The GSS and the MUP of Serbia conducted a joint helicopter rescue exercise on Kopaonik

foto: GSS/Vladimir Vilimonović

Members of the helicopter unit of the Ministry of Internal Affairs of Serbia and rescuers from the Mountain Rescue Service conducted a joint helicopter rescue exercise from the Orlove stene (Eagle Rocks) on Kopaonik.

Nine rescuers from the Mountain Rescue Service participated in the exercise, and the evacuation of an injured person from inaccessible terrain was practiced. According to the given scenario, the rescuers were lowered onto the rock by helicopter using a side crane, and then prepared the injured for transport and evacuated him safely.

This could be a real situation in which injured mountaineers would be rescued, but also victims of a traffic accident in one of the gorges or canyons, or any person injured in an inaccessible location that is more than an hour away from a medical facility.

“We were evacuating the injured from a steep rock, in mountainous conditions, with all the elements that such an environment brings. The most important thing is that the exercise was successfully carried out, and now we know that together with the members of the MUP helicopter unit, we can safely evacuate from a very narrow space, be it a rock, the top of a tall chimney, a crane, or a bridge pylon, or any similar inaccessible place, which conventional rescue methods would have taken a long time, and the question is whether it would have ended safely, both for the victim and the rescuer, explained Branislav Ćurčin, a rescuer from the Mountain Rescue Service of Serbia.

Thanks to the great experience, and the efforts of the pilots and mechanics of the helicopter unit of the Ministry of Interior of Serbia, the rescuers were landed on the first attempt at the desired location, which was on a cliff.

Additional immobilization of the injured person was performed there, and he was then placed in a stretcher specialized for helicopter transport and prepared for evacuation. The injured person was then transferred to the helipad, on Kopaonik, and if there was really a need, if this was a real situation and not an exercise, the injured person could have flown directly to one of the Clinical Centers throughout Serbia.

*Exercise details*: Reproduce the Kopaonik rescue exercise article in full, word for word. The rows that follow are not needed.

*Dataset records*:

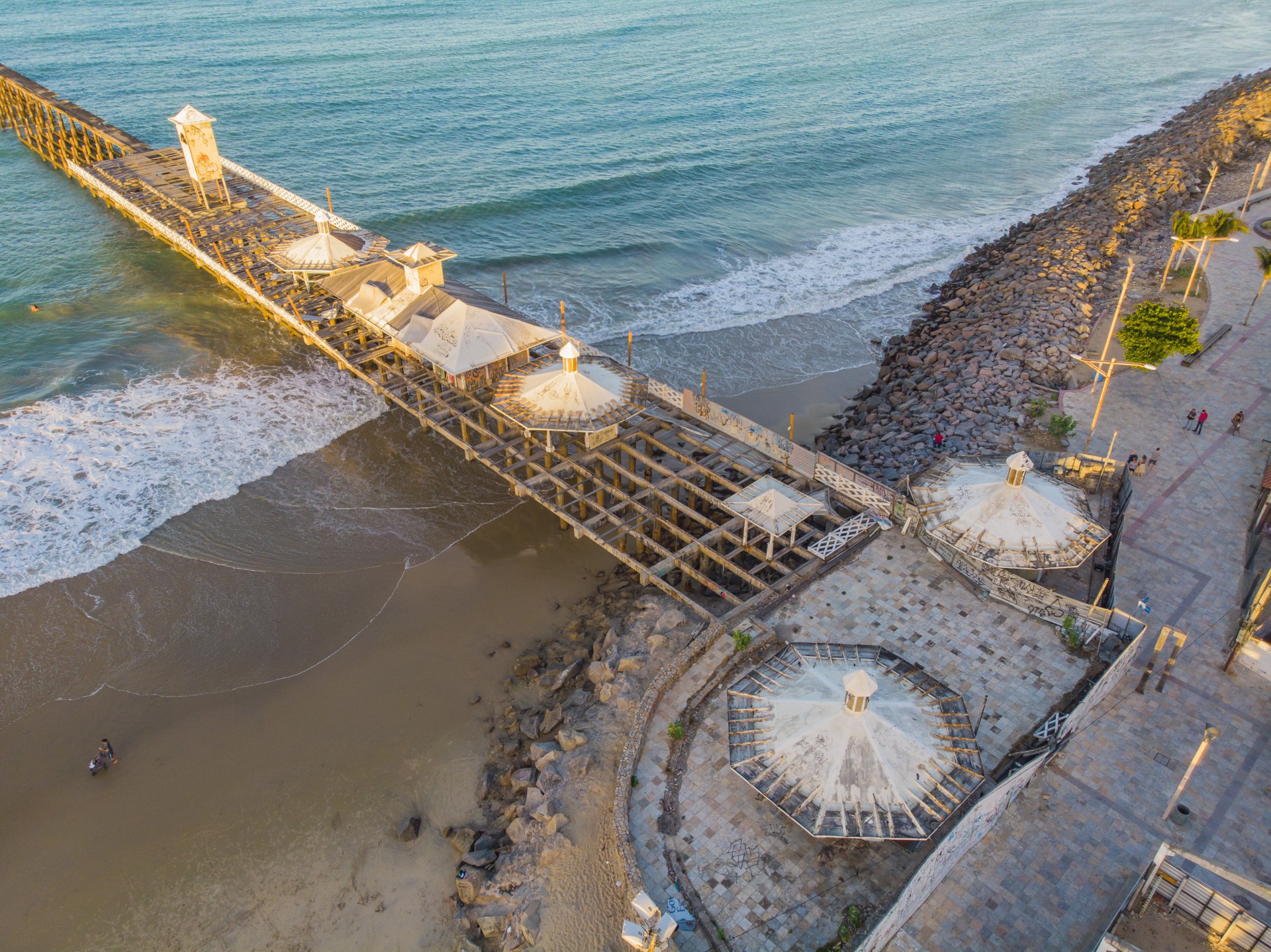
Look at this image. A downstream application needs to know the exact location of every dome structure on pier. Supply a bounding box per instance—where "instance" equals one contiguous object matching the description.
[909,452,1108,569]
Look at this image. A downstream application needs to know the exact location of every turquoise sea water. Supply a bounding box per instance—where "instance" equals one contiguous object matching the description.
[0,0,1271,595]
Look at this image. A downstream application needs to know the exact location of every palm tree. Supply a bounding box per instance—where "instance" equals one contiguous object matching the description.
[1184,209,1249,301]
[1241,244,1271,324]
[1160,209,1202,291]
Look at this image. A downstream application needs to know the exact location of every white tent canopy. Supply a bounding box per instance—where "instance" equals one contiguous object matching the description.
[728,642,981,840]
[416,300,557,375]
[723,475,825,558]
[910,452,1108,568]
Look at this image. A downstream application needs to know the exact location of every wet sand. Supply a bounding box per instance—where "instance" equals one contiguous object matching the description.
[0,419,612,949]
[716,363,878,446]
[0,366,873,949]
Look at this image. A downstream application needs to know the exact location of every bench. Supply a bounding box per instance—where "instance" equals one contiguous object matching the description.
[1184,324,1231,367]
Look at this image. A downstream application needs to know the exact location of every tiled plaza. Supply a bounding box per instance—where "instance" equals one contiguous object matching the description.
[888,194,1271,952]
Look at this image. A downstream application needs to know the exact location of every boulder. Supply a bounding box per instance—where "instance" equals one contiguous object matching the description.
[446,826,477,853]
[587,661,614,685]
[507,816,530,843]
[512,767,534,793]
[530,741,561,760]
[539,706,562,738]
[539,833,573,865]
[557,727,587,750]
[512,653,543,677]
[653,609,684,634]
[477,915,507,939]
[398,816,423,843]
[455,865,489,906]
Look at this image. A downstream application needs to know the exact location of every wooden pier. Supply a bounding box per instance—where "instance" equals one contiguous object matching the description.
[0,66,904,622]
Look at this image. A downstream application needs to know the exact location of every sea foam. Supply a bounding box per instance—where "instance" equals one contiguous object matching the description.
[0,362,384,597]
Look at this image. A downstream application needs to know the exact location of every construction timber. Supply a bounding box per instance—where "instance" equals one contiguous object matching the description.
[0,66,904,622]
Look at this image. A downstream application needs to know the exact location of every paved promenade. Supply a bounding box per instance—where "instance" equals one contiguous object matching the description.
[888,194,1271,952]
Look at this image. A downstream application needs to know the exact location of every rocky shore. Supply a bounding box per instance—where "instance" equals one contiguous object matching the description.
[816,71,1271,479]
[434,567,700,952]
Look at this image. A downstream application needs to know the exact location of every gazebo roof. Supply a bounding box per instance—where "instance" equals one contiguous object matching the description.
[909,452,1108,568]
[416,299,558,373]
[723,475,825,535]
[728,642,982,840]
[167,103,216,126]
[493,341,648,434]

*Task output*:
The GSS and the MUP of Serbia conducted a joint helicopter rescue exercise on Kopaonik

foto: GSS/Vladimir Vilimonović

Members of the helicopter unit of the Ministry of Internal Affairs of Serbia and rescuers from the Mountain Rescue Service conducted a joint helicopter rescue exercise from the Orlove stene (Eagle Rocks) on Kopaonik.

Nine rescuers from the Mountain Rescue Service participated in the exercise, and the evacuation of an injured person from inaccessible terrain was practiced. According to the given scenario, the rescuers were lowered onto the rock by helicopter using a side crane, and then prepared the injured for transport and evacuated him safely.

This could be a real situation in which injured mountaineers would be rescued, but also victims of a traffic accident in one of the gorges or canyons, or any person injured in an inaccessible location that is more than an hour away from a medical facility.

“We were evacuating the injured from a steep rock, in mountainous conditions, with all the elements that such an environment brings. The most important thing is that the exercise was successfully carried out, and now we know that together with the members of the MUP helicopter unit, we can safely evacuate from a very narrow space, be it a rock, the top of a tall chimney, a crane, or a bridge pylon, or any similar inaccessible place, which conventional rescue methods would have taken a long time, and the question is whether it would have ended safely, both for the victim and the rescuer, explained Branislav Ćurčin, a rescuer from the Mountain Rescue Service of Serbia.

Thanks to the great experience, and the efforts of the pilots and mechanics of the helicopter unit of the Ministry of Interior of Serbia, the rescuers were landed on the first attempt at the desired location, which was on a cliff.

Additional immobilization of the injured person was performed there, and he was then placed in a stretcher specialized for helicopter transport and prepared for evacuation. The injured person was then transferred to the helipad, on Kopaonik, and if there was really a need, if this was a real situation and not an exercise, the injured person could have flown directly to one of the Clinical Centers throughout Serbia.